__Task 1__
Reproduce the passage of the commentary on the song "King's Cross" from "To summarize, Ian" up to and including "as somewhat cryptic.".
__Task 2__
Summarize the commentary on the song "King's Cross" in two sentences.

__Study text__
King's Cross

Writers - Tennant/Lowe
First released - 1987
Original album - Actually
Producer - Stephen Hague
Subsequent albums - (none)
Other releases - Pandemonium

King's Cross is one of the busiest and most well-known railway/subway station in London. Back in the 1980s it was recognized as a common "gay pickup" spot as well as a notorious hangout of prostitutes, with many of the nearby hotels offering rooms "by the hour," although apparently the area has been "cleaned up" considerably in recent years. Whatever the case, the album cut that takes its name from this station has proved a favorite among PSB fans, perhaps acknowledged by Chris and Neil in that they have performed it live on many occasions.

A rather ominous-sounding track, it took on an even greater sense of foreboding—in the most literal sense of that word—in late 1987 when King's Cross became the site of an underground fire in which 31 people died. Neil sang about seeing "dead and wounded on either side, you know it's only a matter of time," leading some fans to believe that the song was written in response to this disaster. Yet the Actually album, including this song, was released before this terrible event. To add to the general eerieness of it all, the scene during which this song plays in the Boys' film It Couldn't Happen Here features a man dressed in a suit, carrying a briefcase—and on fire.

Setting aside the possibility that our musical heroes may be clairvoyant, just what is this song about? The opening image of a man who feels "the smack of firm government" waiting in a long line suggests general social decay and dissatisfaction. The lyrics seem to offer social commentary on the conditions in and around this crowded railway station—although Neil tosses in a more personal observation when he notes, almost in passing, that he (that is, his persona) "went looking out today for the one who got away." It has been suggested elsewhere that these images and feelings may be based on those that Neil himself observed and felt when he left home and moved to London as a very young man. Taken altogether, perhaps King's Cross serves as a "double metaphor" for sociopolitical conditions in Britain at the time as well as for the confusion and disorder in the narrator's own troubled mind. As Neil has described it, the song is "a hymn to the people getting left out of Thatcherism" (the economic policies of the government of Prime Minister Margaret Thatcher).

Given the fact that, as already noted, King's Cross was at the time this song was written (and possibly is still) a notorious area for gay "cruising," it has been suggested by more than one of my site visitors that this is precisely what the song is about. Several lines readily lend themselves to such an interpretation, such as the references to "lingering" and "hanging around" as well as the especially poignant line "So I went looking out today for the one who got away"—possibly cruising aimed not merely at a quick sexual encounter but as the start of something longer-lasting and more fulfilling. On the other hand, the recurring language of violence employed in the song ("smack," "fight," "hurt," "dead and wounded," "murder") evokes thoughts of something darker, including rough trade and S&M. Even if this is not what the song is "about," the use of such words may be a way of teasing or "playing with" the audience, or at least that portion of the audience attuned to such things. (For another take on this "gay cruising angle," largely inspired by Derek Jarman's video for the song, please see the bullet-point annotations below.)

Other site visitors have suggested that AIDS may also play a role in this narrative, which could explain the air of narrative guilt that seems to permeate it. Is the narrator expressing "survivor guilt" because he has had "good luck … waiting in a line," whereas others no less deserving have had "bad luck"? The line "Dead and wounded on either side" may refer to the fact that both gay and straight people are affected by the disease. Neil, in fact, confirmed that the lines "Dead and wounded on either side, you know it's only a matter of time" indeed refer to AIDS in the booklet that accompanied the 2001 reissue of the album.


To summarize, Ian states, "In quite a few of his gay-themed songs Neil Tennant expresses a sort of weariness about interactions with men—fragmentary, lacking connection, plagued by doubt and hesitation, impersonal, detached, and cynical—and 'King's Cross' has all of these in spades. This is also reflective of the gay scene in London at the time when there was a lot of fear of AIDS and gay men were still highly stigmatised in mainstream society."

Personally, I can't attest to the accuracy of all this, nor to (assuming the facts are accurate) whether it might actually any bearing on a likely "meaning" of the song. I provide it here simply as another possible dimension for gaining greater understanding of its lyrics, which admittedly can be regarded as somewhat cryptic.

__Given records__
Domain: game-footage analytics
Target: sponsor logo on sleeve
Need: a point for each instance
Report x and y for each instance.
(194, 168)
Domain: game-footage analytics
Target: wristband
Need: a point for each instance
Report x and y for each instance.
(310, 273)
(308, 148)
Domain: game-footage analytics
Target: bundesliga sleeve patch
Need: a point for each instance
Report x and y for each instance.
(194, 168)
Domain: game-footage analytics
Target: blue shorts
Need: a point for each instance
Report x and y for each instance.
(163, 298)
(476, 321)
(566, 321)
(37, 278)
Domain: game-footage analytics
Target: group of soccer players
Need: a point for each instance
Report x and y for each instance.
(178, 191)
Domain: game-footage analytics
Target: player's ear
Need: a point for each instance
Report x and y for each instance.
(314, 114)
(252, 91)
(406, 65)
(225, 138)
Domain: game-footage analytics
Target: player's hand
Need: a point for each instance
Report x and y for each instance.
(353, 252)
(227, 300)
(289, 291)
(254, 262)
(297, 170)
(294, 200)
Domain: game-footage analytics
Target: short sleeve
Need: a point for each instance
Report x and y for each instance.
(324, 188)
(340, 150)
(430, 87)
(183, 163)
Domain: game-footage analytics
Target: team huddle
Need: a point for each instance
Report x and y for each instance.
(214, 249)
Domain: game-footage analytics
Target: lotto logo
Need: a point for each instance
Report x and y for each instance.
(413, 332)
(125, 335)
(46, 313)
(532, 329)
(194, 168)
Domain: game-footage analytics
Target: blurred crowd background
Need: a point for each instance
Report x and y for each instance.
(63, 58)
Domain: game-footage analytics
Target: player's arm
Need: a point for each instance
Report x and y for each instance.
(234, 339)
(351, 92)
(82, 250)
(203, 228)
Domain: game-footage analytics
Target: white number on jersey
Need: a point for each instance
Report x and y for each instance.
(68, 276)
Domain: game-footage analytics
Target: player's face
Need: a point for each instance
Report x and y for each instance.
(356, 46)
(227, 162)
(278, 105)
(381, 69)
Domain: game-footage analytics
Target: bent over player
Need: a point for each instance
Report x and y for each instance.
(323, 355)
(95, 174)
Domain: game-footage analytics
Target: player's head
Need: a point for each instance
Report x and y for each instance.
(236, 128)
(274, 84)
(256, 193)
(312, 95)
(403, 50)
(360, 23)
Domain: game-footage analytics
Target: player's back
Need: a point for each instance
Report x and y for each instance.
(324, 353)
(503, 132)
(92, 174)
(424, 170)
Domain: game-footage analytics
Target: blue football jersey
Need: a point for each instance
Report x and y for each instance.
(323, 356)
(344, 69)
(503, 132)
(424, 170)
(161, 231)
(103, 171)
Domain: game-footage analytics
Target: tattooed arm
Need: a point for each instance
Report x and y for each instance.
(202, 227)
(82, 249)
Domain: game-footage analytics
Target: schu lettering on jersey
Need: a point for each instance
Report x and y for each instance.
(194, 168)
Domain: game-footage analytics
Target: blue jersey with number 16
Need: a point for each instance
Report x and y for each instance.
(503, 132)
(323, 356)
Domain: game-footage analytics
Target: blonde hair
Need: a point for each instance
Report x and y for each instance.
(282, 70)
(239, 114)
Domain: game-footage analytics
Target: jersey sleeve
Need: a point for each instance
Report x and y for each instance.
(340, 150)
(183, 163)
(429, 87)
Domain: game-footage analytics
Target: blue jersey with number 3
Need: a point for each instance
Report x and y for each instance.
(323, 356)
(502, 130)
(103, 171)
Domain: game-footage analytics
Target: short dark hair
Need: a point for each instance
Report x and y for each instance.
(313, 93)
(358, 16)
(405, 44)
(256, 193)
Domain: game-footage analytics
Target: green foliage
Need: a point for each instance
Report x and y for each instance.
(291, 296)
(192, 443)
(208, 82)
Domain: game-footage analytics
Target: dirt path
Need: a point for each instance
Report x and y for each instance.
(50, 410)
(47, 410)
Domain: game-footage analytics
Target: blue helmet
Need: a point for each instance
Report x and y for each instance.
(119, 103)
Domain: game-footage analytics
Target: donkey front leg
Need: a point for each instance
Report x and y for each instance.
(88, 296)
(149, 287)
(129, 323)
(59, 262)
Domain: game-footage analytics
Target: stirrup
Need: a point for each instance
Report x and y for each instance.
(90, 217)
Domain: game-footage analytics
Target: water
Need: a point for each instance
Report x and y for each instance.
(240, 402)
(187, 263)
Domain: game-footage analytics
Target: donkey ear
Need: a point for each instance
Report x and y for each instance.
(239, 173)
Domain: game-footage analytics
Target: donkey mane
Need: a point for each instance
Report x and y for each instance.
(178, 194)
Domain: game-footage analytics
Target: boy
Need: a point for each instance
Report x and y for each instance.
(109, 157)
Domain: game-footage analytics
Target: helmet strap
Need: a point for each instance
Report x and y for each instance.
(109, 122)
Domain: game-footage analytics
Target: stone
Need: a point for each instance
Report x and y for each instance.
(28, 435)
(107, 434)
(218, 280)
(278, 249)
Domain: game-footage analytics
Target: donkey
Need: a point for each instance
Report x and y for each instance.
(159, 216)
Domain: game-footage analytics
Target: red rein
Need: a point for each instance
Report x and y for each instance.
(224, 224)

__Your response 1__
To summarize, Ian states, "In quite a few of his gay-themed songs Neil Tennant expresses a sort of weariness about interactions with men—fragmentary, lacking connection, plagued by doubt and hesitation, impersonal, detached, and cynical—and 'King's Cross' has all of these in spades. This is also reflective of the gay scene in London at the time when there was a lot of fear of AIDS and gay men were still highly stigmatised in mainstream society."

Personally, I can't attest to the accuracy of all this, nor to (assuming the facts are accurate) whether it might actually any bearing on a likely "meaning" of the song. I provide it here simply as another possible dimension for gaining greater understanding of its lyrics, which admittedly can be regarded as somewhat cryptic.

__Your response 2__
"King's Cross," a Tennant/Lowe track from the 1987 album Actually, takes its name from a busy London station that was known in the 1980s as a gay pickup spot and a hangout of prostitutes. The commentary notes that some fans linked its ominous lyrics to the fatal 1987 underground fire at the station, although the album was released before that event, and it reads the song as social commentary that Neil Tennant called "a hymn to the people getting left out of Thatcherism," while also weighing interpretations involving gay cruising and AIDS, which Tennant confirmed is the subject of the lines about the "dead and wounded."